**Work instructions**
From the records below, work out how many lines contain "foot". Reply with that number alone.

(Phrase grounding data)
================

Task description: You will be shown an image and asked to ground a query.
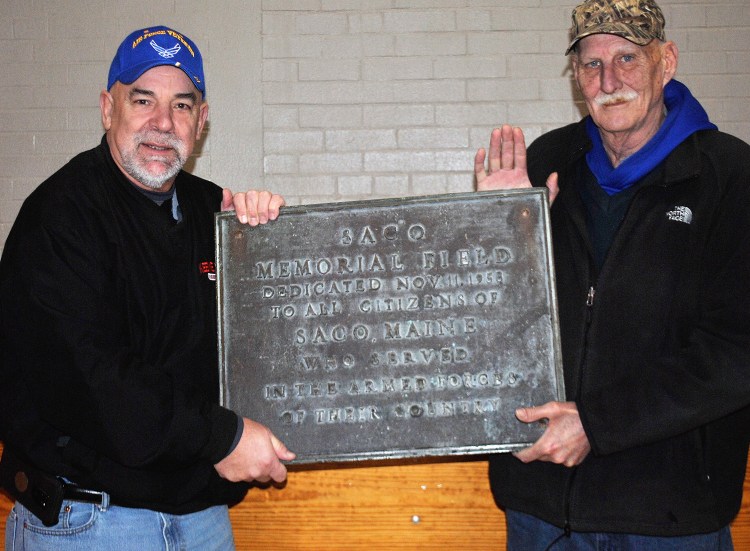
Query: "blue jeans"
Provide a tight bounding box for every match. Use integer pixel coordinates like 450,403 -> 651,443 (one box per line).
506,509 -> 734,551
5,495 -> 235,551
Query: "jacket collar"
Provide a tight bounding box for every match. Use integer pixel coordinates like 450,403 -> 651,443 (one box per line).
662,132 -> 703,186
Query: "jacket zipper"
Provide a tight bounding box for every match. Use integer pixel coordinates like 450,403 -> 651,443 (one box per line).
586,286 -> 595,309
561,284 -> 596,536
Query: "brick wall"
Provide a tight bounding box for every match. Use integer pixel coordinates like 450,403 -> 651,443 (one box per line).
1,1 -> 749,253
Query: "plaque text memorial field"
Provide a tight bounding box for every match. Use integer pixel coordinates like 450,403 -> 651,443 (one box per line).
216,190 -> 563,464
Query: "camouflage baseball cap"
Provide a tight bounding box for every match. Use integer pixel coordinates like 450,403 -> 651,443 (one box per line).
566,0 -> 666,55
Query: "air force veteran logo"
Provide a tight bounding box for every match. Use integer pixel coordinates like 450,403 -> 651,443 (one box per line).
150,39 -> 181,59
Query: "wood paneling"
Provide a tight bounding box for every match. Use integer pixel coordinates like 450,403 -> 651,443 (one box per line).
230,458 -> 504,550
1,443 -> 748,549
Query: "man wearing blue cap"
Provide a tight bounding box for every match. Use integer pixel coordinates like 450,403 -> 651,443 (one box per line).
0,26 -> 293,550
475,0 -> 750,549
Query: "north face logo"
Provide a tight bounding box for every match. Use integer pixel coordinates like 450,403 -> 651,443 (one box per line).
666,206 -> 693,225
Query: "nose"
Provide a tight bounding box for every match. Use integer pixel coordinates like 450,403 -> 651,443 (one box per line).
599,63 -> 622,95
150,102 -> 174,133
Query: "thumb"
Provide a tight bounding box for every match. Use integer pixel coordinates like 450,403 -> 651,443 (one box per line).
221,188 -> 234,211
271,433 -> 296,461
516,405 -> 546,424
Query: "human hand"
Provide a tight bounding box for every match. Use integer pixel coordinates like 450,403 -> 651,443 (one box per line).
214,418 -> 296,484
221,189 -> 285,226
512,401 -> 591,467
474,125 -> 559,203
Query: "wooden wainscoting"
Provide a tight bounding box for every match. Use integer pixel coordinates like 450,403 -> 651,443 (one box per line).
1,443 -> 748,549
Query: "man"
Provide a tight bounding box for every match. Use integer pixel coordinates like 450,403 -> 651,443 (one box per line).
0,26 -> 293,550
474,1 -> 750,549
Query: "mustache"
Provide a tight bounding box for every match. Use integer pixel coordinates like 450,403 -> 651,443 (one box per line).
594,90 -> 639,106
135,131 -> 185,155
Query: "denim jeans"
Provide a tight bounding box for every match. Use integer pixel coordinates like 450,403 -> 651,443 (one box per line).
5,495 -> 235,551
506,509 -> 734,551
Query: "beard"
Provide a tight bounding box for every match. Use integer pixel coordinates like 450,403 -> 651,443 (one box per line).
121,131 -> 188,190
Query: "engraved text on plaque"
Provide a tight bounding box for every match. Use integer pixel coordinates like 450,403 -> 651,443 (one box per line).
215,190 -> 563,464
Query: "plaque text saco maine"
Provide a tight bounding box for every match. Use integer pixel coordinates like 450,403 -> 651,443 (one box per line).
216,190 -> 563,463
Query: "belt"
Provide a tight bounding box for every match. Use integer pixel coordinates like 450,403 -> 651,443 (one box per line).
0,447 -> 108,527
60,480 -> 106,505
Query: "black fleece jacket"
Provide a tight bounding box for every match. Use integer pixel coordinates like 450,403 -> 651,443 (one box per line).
0,137 -> 248,513
490,120 -> 750,536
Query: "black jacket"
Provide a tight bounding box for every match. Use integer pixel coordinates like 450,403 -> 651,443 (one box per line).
0,137 -> 247,513
490,120 -> 750,535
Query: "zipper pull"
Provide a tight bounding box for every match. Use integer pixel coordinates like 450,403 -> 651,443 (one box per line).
586,286 -> 595,307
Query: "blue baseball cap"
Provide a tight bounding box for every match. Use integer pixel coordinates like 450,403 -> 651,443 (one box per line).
107,26 -> 205,96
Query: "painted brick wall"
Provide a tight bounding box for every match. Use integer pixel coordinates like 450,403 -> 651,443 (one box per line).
1,1 -> 749,253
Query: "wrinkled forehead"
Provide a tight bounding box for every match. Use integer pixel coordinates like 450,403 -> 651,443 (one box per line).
575,32 -> 651,57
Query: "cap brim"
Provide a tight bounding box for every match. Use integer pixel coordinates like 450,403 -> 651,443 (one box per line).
565,22 -> 656,55
109,60 -> 205,94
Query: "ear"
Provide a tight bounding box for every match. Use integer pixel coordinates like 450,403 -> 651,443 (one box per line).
661,41 -> 679,86
100,90 -> 114,131
195,101 -> 209,140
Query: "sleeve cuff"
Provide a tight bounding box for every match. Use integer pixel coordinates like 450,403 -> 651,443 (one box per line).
202,405 -> 241,464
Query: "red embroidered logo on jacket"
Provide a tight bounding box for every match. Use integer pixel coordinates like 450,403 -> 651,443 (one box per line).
199,261 -> 216,281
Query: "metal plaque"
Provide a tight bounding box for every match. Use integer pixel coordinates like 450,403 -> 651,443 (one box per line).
216,189 -> 563,464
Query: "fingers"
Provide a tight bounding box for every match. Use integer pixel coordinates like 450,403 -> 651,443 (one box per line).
221,188 -> 234,211
266,455 -> 289,484
267,192 -> 286,219
258,430 -> 293,484
249,447 -> 290,484
213,418 -> 295,484
236,190 -> 261,225
510,126 -> 527,173
546,172 -> 560,205
488,127 -> 502,173
512,402 -> 591,467
486,125 -> 525,173
226,190 -> 286,226
474,148 -> 488,183
512,445 -> 538,464
475,125 -> 529,192
500,125 -> 515,172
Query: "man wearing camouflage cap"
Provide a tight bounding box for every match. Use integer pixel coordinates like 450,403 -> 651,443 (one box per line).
475,0 -> 750,548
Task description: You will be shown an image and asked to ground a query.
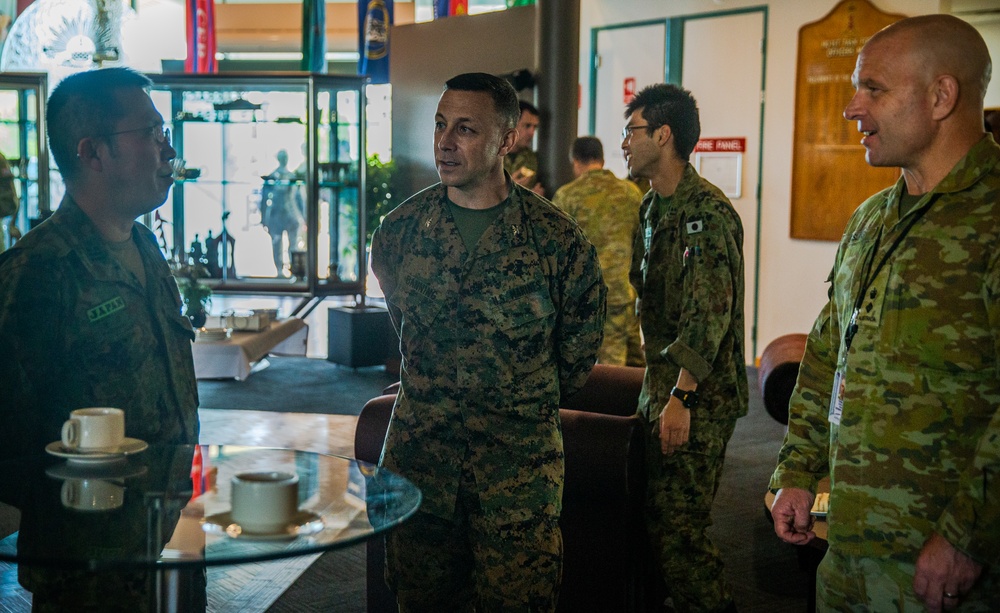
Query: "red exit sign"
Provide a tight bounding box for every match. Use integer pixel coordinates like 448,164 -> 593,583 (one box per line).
694,137 -> 746,153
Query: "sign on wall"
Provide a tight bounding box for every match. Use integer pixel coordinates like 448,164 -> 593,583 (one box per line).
694,137 -> 745,199
789,0 -> 904,241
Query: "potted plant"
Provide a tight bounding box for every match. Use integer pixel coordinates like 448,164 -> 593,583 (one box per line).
175,262 -> 212,328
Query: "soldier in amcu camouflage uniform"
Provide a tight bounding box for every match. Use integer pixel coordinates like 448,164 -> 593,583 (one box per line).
770,16 -> 1000,612
504,100 -> 543,194
371,73 -> 605,612
623,84 -> 747,613
553,136 -> 644,366
0,68 -> 202,610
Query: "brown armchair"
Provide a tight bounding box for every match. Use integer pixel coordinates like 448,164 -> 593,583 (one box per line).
355,364 -> 647,613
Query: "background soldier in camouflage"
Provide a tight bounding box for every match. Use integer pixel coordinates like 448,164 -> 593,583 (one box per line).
770,15 -> 1000,612
504,100 -> 544,194
371,72 -> 605,612
0,151 -> 19,252
0,68 -> 202,610
624,84 -> 747,613
553,136 -> 644,366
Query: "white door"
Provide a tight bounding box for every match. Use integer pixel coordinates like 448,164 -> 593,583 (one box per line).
682,12 -> 764,362
593,23 -> 666,177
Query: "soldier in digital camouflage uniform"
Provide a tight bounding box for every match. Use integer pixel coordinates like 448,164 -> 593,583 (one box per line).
504,100 -> 543,194
623,84 -> 747,613
770,16 -> 1000,612
371,72 -> 605,612
553,136 -> 644,366
0,68 -> 202,610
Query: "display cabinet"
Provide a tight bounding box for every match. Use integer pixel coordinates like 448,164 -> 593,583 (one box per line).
148,73 -> 367,298
0,72 -> 52,246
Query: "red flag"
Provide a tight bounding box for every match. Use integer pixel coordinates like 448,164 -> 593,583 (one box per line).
185,0 -> 217,73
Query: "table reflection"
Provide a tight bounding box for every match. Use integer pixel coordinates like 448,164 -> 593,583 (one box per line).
0,445 -> 420,611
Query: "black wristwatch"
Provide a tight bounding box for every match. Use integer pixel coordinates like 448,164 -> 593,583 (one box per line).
670,387 -> 700,409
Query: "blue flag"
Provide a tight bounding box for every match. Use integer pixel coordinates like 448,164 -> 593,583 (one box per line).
358,0 -> 393,84
302,0 -> 327,73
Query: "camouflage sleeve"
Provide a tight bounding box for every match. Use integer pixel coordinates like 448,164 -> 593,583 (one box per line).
629,198 -> 649,301
369,223 -> 402,329
769,299 -> 837,492
556,229 -> 606,401
935,253 -> 1000,563
0,257 -> 66,462
662,208 -> 740,382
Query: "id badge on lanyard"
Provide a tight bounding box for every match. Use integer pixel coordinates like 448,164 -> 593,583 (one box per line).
828,308 -> 857,426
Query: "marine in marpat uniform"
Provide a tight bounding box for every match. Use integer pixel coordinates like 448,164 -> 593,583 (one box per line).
371,72 -> 605,612
770,15 -> 1000,612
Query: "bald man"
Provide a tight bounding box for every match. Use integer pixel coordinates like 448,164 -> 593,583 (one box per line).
769,15 -> 1000,612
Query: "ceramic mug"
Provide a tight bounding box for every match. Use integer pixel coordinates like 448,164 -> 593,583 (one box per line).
61,408 -> 125,452
230,471 -> 299,534
61,478 -> 125,512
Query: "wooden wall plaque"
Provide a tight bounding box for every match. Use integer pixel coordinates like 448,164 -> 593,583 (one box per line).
789,0 -> 904,241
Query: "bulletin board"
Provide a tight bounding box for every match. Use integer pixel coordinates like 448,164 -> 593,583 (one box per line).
789,0 -> 904,241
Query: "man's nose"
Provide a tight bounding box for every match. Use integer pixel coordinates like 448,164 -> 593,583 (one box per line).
843,92 -> 862,121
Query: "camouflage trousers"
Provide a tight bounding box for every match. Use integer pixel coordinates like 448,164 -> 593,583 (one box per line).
599,302 -> 644,367
817,546 -> 1000,612
642,413 -> 737,613
385,460 -> 562,613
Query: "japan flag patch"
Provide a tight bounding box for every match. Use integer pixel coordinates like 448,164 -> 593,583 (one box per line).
686,219 -> 704,234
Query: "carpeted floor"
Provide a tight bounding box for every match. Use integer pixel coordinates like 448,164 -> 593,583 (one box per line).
197,357 -> 398,415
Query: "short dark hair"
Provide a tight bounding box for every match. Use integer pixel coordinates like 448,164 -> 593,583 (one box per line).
571,136 -> 603,164
444,72 -> 520,130
518,100 -> 540,118
624,83 -> 700,161
46,68 -> 153,183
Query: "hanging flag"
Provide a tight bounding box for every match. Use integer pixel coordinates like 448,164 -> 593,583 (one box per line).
358,0 -> 393,84
185,0 -> 217,73
434,0 -> 468,19
506,0 -> 535,6
302,0 -> 327,73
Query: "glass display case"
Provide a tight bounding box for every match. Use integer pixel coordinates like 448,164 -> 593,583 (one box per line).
148,73 -> 367,298
0,72 -> 52,247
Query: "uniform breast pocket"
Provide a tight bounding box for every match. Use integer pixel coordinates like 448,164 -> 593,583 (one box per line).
880,242 -> 993,374
388,277 -> 447,335
485,288 -> 556,374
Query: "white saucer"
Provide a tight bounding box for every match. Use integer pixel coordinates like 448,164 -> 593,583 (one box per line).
45,461 -> 148,481
45,438 -> 149,464
202,510 -> 324,541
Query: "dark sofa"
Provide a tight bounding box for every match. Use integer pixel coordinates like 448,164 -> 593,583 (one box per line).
355,364 -> 647,612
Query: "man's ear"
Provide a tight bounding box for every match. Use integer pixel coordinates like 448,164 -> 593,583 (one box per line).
930,74 -> 959,121
76,137 -> 104,171
499,128 -> 517,158
655,124 -> 673,148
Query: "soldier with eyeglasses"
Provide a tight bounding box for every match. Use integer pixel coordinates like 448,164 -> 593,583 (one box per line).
0,66 -> 203,610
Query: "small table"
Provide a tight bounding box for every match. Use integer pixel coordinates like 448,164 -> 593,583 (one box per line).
0,445 -> 420,612
192,318 -> 308,380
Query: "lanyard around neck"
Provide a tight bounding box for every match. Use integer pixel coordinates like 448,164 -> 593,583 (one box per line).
843,193 -> 941,351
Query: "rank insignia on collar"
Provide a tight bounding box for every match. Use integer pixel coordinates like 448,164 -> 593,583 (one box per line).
686,220 -> 704,234
511,225 -> 522,239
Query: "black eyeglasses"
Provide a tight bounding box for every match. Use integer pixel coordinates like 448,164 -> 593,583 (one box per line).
100,125 -> 171,146
621,124 -> 651,140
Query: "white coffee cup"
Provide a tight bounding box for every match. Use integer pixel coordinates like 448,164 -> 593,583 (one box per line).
61,478 -> 125,512
230,471 -> 300,534
61,407 -> 125,452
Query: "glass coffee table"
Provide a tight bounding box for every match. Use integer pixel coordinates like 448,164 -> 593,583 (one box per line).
0,445 -> 420,611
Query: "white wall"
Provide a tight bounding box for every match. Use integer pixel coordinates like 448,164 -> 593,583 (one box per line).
579,0 -> 946,357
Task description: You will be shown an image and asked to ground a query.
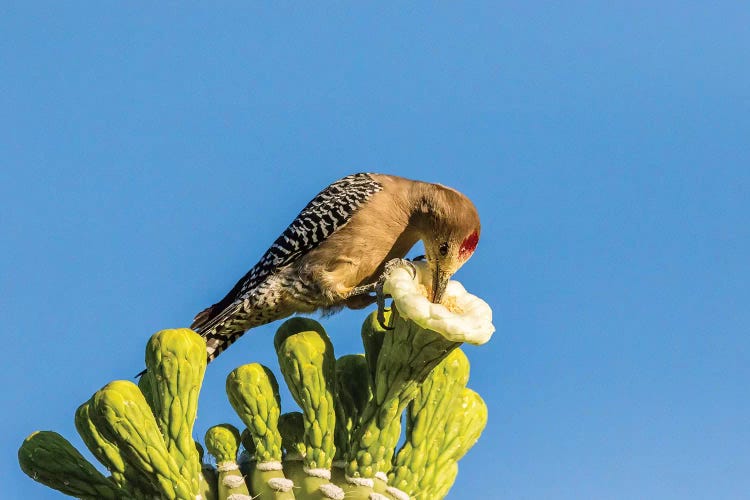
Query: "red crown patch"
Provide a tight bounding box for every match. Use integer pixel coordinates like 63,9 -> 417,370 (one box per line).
459,231 -> 479,260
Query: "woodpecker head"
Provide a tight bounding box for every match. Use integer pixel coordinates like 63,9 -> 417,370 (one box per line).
413,184 -> 481,304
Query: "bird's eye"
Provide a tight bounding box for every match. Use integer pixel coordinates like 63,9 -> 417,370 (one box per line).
439,242 -> 449,256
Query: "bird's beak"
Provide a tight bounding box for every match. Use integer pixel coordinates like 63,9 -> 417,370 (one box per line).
431,263 -> 451,304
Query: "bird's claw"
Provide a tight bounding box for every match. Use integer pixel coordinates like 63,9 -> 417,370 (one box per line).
350,258 -> 418,330
375,258 -> 418,329
384,257 -> 417,280
348,280 -> 392,329
375,281 -> 393,330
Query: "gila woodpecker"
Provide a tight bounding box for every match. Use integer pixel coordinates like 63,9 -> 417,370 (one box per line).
192,173 -> 481,362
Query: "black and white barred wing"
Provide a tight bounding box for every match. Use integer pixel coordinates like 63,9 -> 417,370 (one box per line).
191,173 -> 383,334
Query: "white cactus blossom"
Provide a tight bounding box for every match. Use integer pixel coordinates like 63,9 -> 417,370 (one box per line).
384,261 -> 495,345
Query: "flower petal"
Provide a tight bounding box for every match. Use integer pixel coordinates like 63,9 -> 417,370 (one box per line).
383,262 -> 495,345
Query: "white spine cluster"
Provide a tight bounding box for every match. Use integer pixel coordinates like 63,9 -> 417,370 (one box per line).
319,482 -> 345,500
222,475 -> 246,488
386,486 -> 411,500
304,466 -> 332,479
346,476 -> 375,488
255,461 -> 283,471
267,477 -> 294,492
216,462 -> 240,472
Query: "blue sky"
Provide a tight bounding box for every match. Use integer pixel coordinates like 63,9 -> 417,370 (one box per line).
2,3 -> 749,499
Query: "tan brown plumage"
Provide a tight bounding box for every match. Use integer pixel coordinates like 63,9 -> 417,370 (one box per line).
192,173 -> 481,362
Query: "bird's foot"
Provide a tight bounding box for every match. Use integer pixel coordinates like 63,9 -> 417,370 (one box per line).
349,281 -> 392,329
383,257 -> 418,279
349,258 -> 416,329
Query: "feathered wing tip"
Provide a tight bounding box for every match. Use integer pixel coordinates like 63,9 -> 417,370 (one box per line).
190,304 -> 216,332
190,300 -> 249,363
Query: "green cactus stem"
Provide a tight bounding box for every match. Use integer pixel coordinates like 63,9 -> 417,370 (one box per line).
226,363 -> 294,499
199,467 -> 219,500
389,348 -> 471,497
226,364 -> 283,463
333,354 -> 371,462
360,308 -> 389,388
278,411 -> 307,460
278,411 -> 306,485
19,286 -> 491,500
137,368 -> 156,412
143,328 -> 207,495
238,428 -> 256,478
275,318 -> 342,500
240,427 -> 256,457
75,399 -> 154,499
450,389 -> 488,460
18,431 -> 122,499
89,380 -> 195,499
74,400 -> 127,487
333,314 -> 392,499
346,307 -> 460,485
205,424 -> 250,499
195,441 -> 219,500
423,388 -> 488,499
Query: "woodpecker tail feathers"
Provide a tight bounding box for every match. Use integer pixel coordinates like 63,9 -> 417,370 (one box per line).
203,330 -> 244,363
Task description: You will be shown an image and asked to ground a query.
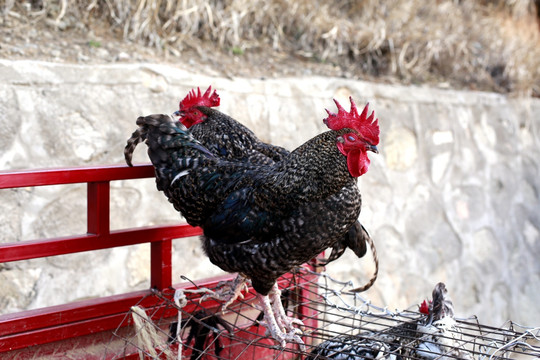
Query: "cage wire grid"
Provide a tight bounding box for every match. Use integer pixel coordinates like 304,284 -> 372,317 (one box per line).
103,267 -> 540,360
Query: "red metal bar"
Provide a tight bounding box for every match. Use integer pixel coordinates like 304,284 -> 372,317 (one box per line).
0,164 -> 207,354
151,239 -> 173,290
0,274 -> 234,352
0,289 -> 152,338
0,164 -> 154,189
0,225 -> 202,263
88,181 -> 110,235
1,313 -> 132,353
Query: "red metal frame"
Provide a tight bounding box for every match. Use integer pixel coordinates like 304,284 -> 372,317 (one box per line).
0,165 -> 317,358
0,164 -> 203,354
0,165 -> 201,265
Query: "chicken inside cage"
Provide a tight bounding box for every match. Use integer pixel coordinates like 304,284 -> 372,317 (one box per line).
104,267 -> 540,360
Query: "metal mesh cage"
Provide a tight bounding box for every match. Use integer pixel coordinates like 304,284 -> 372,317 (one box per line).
103,267 -> 540,359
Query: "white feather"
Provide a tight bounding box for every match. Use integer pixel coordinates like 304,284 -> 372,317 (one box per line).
171,170 -> 190,185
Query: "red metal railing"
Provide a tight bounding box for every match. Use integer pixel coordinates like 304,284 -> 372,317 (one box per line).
0,165 -> 318,358
0,164 -> 202,286
0,164 -> 205,355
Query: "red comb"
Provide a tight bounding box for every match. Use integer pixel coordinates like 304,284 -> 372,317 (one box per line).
419,300 -> 431,315
179,86 -> 220,111
324,97 -> 380,146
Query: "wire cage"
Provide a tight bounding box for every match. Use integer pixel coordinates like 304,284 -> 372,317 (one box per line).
103,267 -> 540,360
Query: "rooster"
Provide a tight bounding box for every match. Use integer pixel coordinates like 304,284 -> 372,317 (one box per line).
173,86 -> 289,165
124,97 -> 379,346
168,310 -> 232,360
306,332 -> 404,360
173,86 -> 371,267
415,283 -> 473,359
307,283 -> 471,360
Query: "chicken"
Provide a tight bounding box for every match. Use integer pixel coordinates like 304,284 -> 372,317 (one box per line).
307,283 -> 469,360
415,283 -> 473,360
124,97 -> 379,346
168,310 -> 231,360
173,86 -> 289,165
306,305 -> 418,360
173,86 -> 370,266
306,332 -> 404,360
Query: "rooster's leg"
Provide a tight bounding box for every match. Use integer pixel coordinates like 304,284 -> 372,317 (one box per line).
257,284 -> 304,349
269,284 -> 304,332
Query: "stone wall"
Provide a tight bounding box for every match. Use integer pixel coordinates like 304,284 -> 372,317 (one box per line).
1,60 -> 539,327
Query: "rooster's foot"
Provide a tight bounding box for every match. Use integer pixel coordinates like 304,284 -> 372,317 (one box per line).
257,284 -> 305,350
191,274 -> 249,311
269,285 -> 304,331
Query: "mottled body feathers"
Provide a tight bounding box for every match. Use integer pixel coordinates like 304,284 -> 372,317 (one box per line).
190,106 -> 289,165
125,114 -> 362,295
180,103 -> 370,265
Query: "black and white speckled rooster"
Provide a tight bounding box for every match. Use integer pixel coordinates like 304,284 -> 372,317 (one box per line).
307,283 -> 473,359
124,97 -> 379,346
415,282 -> 473,360
173,86 -> 289,165
173,86 -> 371,267
306,332 -> 405,360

================

**Result**
2